Reproduce the rows below word for word, omitting the pictures from your answer.

────

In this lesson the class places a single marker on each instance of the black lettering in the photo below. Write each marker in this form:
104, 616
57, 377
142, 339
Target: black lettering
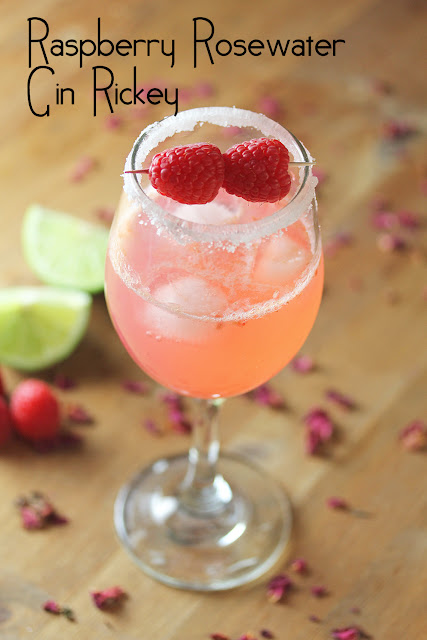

────

=== REPLY ===
In this lesson the class places a single marker on each instance of the black lettering in the photo below. Write each marker in this form:
104, 616
57, 377
142, 339
Target: black lettering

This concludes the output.